- THE REQUEST -
Reproduce the records below without any change, starting with the line that contains "Definition first: for each instance of the scrap" and going on through the line that contains "Query: scrap metal piece", both ends included.

- INPUT RECORDS -
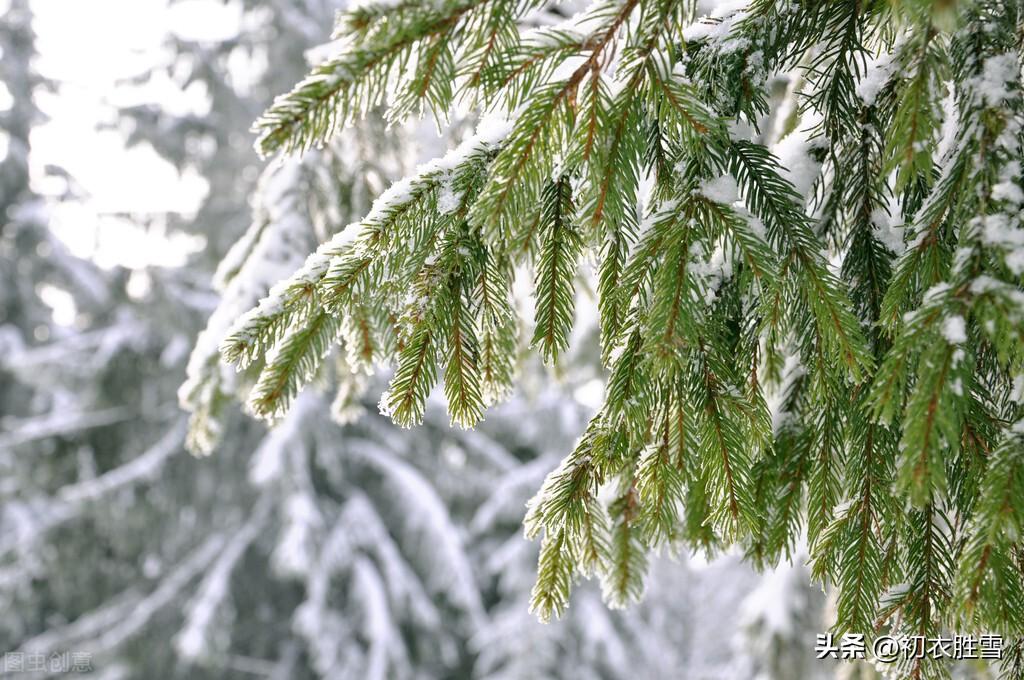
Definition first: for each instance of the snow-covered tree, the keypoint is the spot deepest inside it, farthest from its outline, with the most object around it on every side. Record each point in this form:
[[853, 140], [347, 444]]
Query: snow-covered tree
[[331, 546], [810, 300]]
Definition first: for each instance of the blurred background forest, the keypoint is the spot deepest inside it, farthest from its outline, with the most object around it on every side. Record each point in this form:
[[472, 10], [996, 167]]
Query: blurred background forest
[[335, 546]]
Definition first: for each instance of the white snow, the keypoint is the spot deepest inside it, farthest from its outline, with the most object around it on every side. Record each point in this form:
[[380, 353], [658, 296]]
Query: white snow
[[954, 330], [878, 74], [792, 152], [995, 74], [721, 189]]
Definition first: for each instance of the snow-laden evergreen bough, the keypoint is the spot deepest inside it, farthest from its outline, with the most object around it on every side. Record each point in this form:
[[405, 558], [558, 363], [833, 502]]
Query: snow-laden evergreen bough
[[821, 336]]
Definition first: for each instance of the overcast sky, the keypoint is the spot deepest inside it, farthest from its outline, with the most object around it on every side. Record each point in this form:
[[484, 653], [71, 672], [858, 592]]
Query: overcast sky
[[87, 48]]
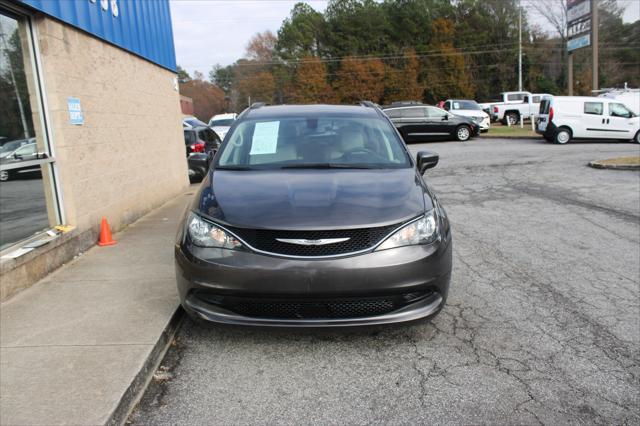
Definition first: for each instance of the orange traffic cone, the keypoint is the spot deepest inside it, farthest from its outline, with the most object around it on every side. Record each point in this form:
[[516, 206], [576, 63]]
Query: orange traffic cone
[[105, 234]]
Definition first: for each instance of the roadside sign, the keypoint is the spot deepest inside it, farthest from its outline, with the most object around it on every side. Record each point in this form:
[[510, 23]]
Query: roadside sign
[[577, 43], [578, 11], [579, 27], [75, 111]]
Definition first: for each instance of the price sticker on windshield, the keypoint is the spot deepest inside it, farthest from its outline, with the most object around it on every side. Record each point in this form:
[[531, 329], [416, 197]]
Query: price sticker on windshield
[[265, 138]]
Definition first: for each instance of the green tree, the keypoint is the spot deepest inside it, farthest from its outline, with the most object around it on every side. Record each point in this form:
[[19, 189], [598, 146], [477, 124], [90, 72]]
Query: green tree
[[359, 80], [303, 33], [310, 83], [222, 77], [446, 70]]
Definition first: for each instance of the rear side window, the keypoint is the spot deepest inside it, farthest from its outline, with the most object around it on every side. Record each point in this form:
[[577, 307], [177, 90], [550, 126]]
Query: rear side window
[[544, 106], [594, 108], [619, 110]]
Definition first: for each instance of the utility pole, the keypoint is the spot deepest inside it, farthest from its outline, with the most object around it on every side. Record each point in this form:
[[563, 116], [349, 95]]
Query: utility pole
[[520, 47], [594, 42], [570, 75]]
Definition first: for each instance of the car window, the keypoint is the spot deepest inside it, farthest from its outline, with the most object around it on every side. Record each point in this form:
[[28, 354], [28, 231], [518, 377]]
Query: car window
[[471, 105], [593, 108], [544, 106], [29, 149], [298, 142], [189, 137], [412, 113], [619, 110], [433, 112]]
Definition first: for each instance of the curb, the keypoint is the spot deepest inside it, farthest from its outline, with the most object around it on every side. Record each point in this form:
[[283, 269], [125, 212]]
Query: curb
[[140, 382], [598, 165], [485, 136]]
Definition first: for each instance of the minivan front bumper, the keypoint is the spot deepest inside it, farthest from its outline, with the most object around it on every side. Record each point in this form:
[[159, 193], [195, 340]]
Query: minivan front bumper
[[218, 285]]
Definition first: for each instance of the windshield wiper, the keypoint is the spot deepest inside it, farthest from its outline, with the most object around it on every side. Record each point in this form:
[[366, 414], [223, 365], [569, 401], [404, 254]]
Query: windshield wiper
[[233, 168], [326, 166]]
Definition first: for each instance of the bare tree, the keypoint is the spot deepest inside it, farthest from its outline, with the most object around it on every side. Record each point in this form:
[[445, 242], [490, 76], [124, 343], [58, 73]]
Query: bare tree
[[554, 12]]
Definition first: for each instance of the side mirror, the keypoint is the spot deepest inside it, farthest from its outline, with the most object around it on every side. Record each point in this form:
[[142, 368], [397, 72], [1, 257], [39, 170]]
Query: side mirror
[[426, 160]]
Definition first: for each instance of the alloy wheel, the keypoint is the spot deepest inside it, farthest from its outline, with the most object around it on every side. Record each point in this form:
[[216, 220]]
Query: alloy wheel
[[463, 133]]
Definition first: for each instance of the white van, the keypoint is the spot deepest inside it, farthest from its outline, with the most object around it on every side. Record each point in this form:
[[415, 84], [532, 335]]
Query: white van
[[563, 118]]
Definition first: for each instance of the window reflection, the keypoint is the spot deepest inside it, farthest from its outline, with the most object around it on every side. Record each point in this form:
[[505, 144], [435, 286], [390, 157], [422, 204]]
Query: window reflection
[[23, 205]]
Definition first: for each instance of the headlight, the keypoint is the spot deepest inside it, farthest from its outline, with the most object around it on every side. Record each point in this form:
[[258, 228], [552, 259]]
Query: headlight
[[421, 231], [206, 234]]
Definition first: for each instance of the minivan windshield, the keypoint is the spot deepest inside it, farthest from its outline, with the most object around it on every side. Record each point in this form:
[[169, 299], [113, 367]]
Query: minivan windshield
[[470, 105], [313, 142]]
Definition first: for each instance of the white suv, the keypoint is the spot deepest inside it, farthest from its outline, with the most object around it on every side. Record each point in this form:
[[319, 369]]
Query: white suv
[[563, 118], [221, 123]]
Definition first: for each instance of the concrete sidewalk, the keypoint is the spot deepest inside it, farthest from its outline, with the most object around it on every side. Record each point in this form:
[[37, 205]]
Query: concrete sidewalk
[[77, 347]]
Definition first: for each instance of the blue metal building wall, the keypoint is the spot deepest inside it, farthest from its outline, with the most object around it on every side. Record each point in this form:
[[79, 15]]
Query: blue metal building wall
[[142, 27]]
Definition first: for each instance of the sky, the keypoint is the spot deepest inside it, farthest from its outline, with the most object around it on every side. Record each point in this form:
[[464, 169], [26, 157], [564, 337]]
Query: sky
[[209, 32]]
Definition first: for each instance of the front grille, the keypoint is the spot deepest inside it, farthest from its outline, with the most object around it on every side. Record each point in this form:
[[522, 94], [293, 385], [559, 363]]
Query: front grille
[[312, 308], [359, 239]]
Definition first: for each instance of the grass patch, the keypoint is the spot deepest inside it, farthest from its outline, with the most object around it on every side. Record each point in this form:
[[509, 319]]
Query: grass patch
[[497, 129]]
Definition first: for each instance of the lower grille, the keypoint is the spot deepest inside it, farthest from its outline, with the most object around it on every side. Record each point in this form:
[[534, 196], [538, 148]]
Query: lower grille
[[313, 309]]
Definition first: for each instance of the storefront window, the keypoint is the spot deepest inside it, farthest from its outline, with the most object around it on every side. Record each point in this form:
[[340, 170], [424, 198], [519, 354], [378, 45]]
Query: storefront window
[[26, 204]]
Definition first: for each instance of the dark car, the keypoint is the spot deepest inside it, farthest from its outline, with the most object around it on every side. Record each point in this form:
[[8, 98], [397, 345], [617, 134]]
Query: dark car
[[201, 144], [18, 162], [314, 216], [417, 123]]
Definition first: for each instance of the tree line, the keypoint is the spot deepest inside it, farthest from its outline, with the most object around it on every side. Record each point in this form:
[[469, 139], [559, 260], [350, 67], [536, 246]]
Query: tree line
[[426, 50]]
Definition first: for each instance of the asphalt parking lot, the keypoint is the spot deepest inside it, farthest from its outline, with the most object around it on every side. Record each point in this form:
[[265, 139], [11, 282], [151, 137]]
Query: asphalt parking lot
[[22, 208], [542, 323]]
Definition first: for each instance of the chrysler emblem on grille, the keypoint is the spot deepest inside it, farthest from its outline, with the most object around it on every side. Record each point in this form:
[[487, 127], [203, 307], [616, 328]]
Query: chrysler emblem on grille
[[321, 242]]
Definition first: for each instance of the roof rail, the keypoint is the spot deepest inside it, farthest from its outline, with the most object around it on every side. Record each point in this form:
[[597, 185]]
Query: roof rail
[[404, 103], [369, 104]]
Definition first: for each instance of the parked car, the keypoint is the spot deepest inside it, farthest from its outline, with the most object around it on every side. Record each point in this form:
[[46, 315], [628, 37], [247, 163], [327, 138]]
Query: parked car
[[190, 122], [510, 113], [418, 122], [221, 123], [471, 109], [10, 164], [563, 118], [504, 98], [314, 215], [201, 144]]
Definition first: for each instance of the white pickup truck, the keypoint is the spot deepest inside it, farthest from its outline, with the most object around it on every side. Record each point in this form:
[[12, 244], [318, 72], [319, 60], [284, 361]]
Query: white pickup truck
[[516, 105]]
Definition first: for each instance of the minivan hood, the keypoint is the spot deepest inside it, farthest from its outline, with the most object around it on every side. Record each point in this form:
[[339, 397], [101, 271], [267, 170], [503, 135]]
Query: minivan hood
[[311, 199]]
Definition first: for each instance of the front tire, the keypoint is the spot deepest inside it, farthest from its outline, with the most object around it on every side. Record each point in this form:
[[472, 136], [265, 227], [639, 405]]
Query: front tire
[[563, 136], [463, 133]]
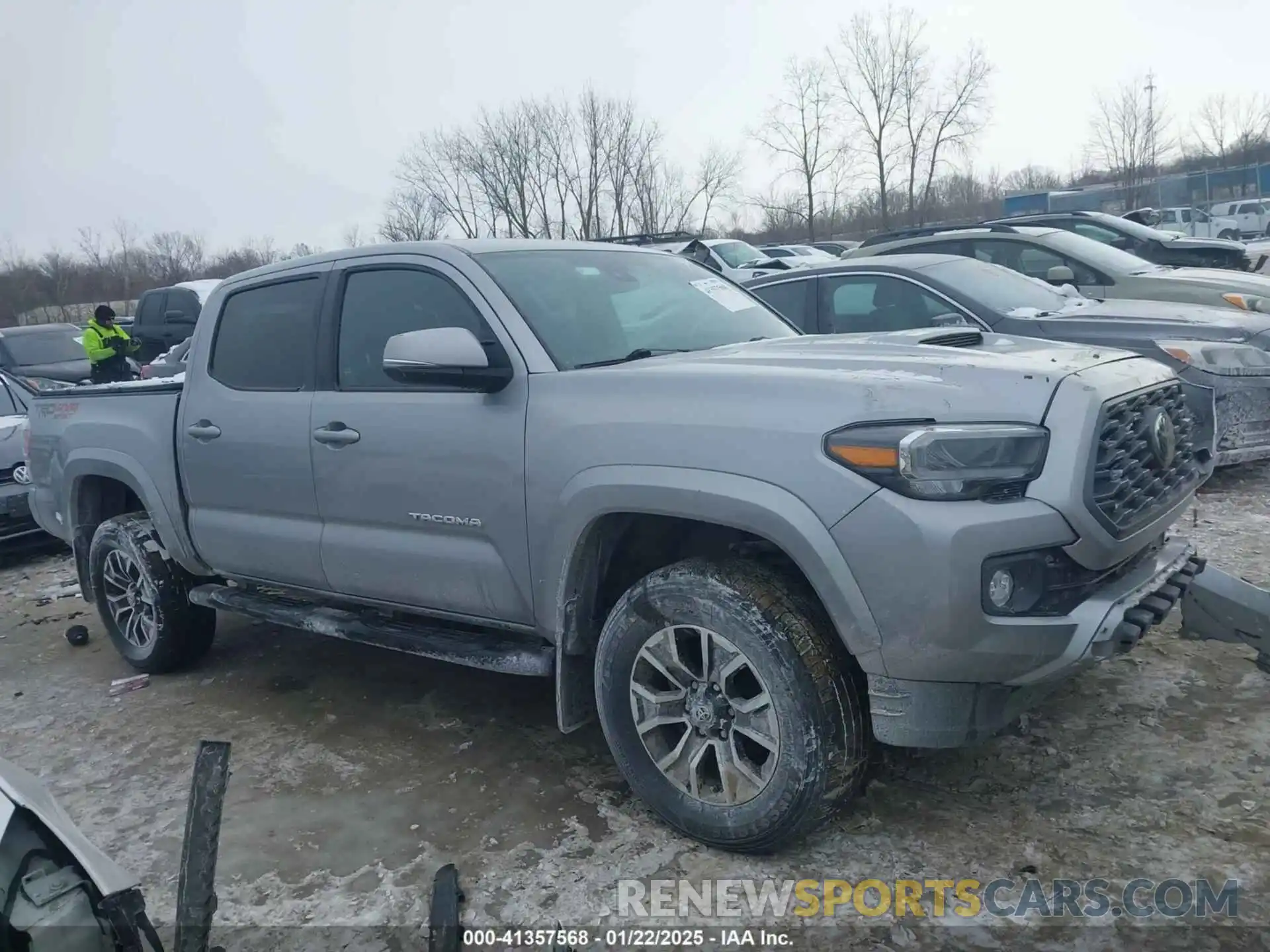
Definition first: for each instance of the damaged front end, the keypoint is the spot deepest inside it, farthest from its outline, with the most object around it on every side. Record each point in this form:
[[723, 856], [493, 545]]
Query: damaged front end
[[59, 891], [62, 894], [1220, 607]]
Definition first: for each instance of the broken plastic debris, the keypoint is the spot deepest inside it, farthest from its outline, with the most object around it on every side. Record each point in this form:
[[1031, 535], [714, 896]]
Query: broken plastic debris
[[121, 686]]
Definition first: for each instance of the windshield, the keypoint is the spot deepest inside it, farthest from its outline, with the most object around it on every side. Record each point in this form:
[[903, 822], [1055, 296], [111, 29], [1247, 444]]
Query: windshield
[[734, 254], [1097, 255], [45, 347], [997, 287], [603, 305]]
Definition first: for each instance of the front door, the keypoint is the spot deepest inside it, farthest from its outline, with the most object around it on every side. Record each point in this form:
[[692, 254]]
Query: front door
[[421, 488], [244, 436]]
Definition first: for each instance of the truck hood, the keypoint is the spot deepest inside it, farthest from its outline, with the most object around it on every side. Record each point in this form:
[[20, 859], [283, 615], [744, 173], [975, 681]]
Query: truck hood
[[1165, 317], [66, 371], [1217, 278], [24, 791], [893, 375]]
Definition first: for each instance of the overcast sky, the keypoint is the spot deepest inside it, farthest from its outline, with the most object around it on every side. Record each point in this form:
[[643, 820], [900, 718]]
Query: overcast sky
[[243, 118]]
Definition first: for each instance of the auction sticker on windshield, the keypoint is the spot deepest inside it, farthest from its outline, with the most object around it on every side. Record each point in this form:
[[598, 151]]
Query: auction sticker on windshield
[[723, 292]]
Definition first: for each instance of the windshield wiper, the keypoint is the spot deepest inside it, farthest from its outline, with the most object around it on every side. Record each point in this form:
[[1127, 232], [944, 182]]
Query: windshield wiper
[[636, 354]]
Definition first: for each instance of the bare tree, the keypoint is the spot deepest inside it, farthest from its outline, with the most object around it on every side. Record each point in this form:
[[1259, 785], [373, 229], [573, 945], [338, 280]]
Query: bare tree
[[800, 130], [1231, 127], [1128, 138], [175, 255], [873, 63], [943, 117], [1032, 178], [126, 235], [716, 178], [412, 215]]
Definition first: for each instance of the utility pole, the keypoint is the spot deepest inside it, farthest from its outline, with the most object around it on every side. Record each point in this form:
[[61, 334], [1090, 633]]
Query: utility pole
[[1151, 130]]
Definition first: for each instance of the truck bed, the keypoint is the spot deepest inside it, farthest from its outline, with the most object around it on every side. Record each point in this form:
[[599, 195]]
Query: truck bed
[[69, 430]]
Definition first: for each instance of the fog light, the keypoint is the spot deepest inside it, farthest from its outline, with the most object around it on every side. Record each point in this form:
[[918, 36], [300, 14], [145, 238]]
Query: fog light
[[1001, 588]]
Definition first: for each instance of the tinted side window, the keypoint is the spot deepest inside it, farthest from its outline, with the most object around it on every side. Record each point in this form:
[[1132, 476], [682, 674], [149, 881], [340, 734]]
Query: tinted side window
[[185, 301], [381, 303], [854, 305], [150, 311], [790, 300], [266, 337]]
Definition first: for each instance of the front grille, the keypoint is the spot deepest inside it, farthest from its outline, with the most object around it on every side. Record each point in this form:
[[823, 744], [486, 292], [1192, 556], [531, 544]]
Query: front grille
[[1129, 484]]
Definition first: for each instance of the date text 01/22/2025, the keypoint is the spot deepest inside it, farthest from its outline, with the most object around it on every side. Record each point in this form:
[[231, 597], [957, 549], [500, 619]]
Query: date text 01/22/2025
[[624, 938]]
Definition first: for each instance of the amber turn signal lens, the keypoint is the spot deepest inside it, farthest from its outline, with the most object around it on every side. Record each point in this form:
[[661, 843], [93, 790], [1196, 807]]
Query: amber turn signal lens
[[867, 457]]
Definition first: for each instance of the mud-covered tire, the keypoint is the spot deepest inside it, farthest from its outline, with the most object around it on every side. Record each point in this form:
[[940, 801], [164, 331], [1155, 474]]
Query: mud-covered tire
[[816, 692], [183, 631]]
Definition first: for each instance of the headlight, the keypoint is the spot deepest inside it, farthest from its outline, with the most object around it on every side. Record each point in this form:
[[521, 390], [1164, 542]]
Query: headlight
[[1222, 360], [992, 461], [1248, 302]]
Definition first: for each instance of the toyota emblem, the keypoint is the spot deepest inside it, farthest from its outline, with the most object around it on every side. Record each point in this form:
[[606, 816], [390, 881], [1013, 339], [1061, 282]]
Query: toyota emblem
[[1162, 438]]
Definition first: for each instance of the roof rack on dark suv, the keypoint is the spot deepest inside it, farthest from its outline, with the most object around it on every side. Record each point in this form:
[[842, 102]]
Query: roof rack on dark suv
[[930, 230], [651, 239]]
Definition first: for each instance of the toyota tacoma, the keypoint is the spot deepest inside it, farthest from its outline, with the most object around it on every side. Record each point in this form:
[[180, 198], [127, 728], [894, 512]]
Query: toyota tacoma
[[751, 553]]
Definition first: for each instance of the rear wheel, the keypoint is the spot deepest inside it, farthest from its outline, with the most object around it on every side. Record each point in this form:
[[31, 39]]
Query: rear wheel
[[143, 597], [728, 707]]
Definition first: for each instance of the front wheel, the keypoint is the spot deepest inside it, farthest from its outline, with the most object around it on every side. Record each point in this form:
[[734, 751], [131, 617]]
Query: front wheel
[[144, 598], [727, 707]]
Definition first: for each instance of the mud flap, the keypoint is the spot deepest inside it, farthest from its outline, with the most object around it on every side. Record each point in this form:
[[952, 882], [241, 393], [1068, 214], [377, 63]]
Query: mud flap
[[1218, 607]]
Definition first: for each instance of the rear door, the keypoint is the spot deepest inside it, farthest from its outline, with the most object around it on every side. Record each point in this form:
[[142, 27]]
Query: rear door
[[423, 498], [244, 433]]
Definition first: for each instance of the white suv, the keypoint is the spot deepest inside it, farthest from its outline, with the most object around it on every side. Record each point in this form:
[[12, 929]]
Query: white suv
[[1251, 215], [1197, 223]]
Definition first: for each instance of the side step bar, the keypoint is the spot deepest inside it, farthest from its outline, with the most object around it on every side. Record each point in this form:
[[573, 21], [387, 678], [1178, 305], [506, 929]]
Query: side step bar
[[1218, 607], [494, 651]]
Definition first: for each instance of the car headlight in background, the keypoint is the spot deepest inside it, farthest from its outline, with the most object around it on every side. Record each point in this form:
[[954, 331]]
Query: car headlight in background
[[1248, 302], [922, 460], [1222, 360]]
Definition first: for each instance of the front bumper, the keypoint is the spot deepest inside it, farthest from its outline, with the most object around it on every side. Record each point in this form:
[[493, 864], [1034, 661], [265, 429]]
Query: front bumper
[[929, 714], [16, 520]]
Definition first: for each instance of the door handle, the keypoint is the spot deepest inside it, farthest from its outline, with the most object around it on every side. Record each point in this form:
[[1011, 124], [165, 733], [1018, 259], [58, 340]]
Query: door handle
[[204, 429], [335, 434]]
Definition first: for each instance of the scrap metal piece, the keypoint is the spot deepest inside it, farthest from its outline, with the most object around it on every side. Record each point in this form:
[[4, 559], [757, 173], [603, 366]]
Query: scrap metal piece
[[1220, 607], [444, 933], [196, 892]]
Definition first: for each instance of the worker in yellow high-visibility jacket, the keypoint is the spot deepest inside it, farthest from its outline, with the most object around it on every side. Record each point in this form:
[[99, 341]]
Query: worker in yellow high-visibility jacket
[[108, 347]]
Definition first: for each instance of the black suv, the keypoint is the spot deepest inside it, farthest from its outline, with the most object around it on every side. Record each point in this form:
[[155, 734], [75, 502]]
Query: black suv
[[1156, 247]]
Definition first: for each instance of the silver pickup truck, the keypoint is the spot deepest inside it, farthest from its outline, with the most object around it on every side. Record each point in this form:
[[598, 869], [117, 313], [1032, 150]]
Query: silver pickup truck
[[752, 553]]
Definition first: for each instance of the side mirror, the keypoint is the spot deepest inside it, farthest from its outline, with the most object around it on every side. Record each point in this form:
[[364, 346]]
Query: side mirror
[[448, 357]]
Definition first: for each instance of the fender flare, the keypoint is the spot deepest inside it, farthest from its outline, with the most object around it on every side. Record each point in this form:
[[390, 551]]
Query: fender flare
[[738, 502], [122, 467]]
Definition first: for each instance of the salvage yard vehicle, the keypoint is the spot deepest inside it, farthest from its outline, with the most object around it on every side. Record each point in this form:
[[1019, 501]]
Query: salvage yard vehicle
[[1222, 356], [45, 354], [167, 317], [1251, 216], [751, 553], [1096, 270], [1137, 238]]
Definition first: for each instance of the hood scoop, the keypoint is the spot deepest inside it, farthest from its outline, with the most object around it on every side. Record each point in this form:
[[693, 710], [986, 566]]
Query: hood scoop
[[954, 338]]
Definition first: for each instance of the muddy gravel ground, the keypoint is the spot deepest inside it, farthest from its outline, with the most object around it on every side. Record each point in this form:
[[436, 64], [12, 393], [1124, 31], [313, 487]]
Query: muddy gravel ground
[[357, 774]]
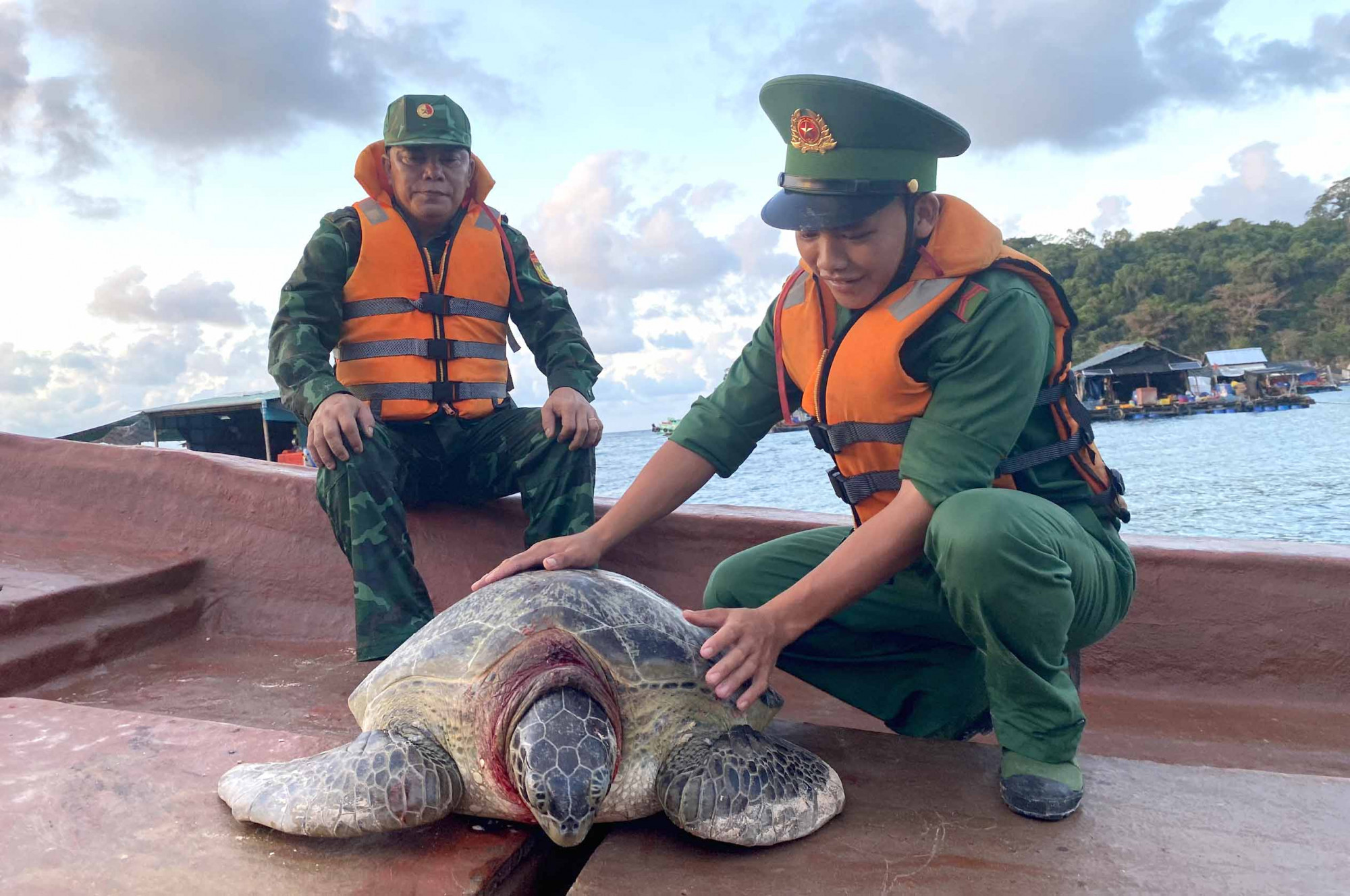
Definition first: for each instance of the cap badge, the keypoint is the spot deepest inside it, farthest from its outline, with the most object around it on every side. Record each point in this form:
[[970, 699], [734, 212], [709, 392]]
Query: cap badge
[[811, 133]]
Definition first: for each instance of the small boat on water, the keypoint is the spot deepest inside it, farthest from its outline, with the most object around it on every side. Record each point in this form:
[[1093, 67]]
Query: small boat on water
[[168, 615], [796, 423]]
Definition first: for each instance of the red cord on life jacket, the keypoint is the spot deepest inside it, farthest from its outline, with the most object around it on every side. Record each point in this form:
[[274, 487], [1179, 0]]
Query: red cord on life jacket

- TASK RESULT -
Definition first: for each instance of the scrap metal piece, the keypoint is the spot deepest inside it, farthest from its outline, with the most object around it on every side. Record each point in this form:
[[4, 559], [757, 173], [603, 366]]
Query: scrap metal piece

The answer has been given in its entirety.